*DIRECTIONS*
Can you reproduce the data beneath, keeping every line exact?

*MATERIAL FOR THIS TASK*
#####
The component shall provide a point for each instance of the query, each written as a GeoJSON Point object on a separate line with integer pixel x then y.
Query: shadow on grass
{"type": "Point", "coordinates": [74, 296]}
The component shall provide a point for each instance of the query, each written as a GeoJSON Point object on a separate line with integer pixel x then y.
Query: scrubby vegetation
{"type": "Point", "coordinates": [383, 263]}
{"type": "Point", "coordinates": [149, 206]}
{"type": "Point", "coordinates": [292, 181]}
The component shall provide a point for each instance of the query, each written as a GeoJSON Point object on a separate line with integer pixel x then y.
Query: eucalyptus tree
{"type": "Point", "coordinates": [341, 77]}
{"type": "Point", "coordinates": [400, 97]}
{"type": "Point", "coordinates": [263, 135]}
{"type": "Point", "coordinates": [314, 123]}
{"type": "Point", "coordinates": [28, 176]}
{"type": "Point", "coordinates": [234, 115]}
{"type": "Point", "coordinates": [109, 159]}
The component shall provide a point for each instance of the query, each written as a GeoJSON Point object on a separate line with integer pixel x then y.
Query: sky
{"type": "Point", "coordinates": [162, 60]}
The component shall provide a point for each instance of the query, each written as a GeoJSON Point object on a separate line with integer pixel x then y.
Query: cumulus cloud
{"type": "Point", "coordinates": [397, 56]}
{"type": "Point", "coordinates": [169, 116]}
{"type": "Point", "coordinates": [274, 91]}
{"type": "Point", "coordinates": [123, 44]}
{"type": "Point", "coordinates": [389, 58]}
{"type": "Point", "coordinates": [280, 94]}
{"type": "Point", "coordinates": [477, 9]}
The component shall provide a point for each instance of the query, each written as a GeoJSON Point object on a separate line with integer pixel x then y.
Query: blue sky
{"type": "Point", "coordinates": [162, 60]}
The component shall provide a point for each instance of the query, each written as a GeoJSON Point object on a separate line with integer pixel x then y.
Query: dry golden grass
#####
*TASK ANSWER*
The component shall provide a point for each instance of the query, each written as a GeoJSON Point object on a separate line with integer pixel x then y.
Query: shadow on grass
{"type": "Point", "coordinates": [74, 296]}
The component shall provide a point for each instance of the query, each written as a GeoJSON Point object on a separate line with integer pixel x then y.
Query: scrubby vegetation
{"type": "Point", "coordinates": [383, 263]}
{"type": "Point", "coordinates": [149, 206]}
{"type": "Point", "coordinates": [292, 181]}
The component shall provide a point for each instance of the query, each written as a GeoJSON Point object on a separate line with integer pixel x then y.
Query: eucalyptus tree
{"type": "Point", "coordinates": [341, 77]}
{"type": "Point", "coordinates": [400, 97]}
{"type": "Point", "coordinates": [263, 135]}
{"type": "Point", "coordinates": [314, 123]}
{"type": "Point", "coordinates": [28, 176]}
{"type": "Point", "coordinates": [234, 115]}
{"type": "Point", "coordinates": [109, 159]}
The component shall provide a point for each instance of the query, each written as a GeoJSON Point object on a separate line with integer pixel x then y.
Query: sky
{"type": "Point", "coordinates": [162, 60]}
The component shall provide a point for each instance of the query, each written as a GeoJSON Point object on a separate line with integer pixel x then y.
Query: cumulus cloud
{"type": "Point", "coordinates": [397, 56]}
{"type": "Point", "coordinates": [169, 116]}
{"type": "Point", "coordinates": [274, 91]}
{"type": "Point", "coordinates": [123, 44]}
{"type": "Point", "coordinates": [389, 58]}
{"type": "Point", "coordinates": [280, 94]}
{"type": "Point", "coordinates": [477, 9]}
The component shall provide a point for each instance of the query, each written as a GeoJSON Point object on a separate line with integer pixel x then y.
Query: blue sky
{"type": "Point", "coordinates": [162, 60]}
The component shall provide a point for each instance of the query, each written as a GeoJSON Point object on a separate line with integer pixel x then y.
Query: dry golden grass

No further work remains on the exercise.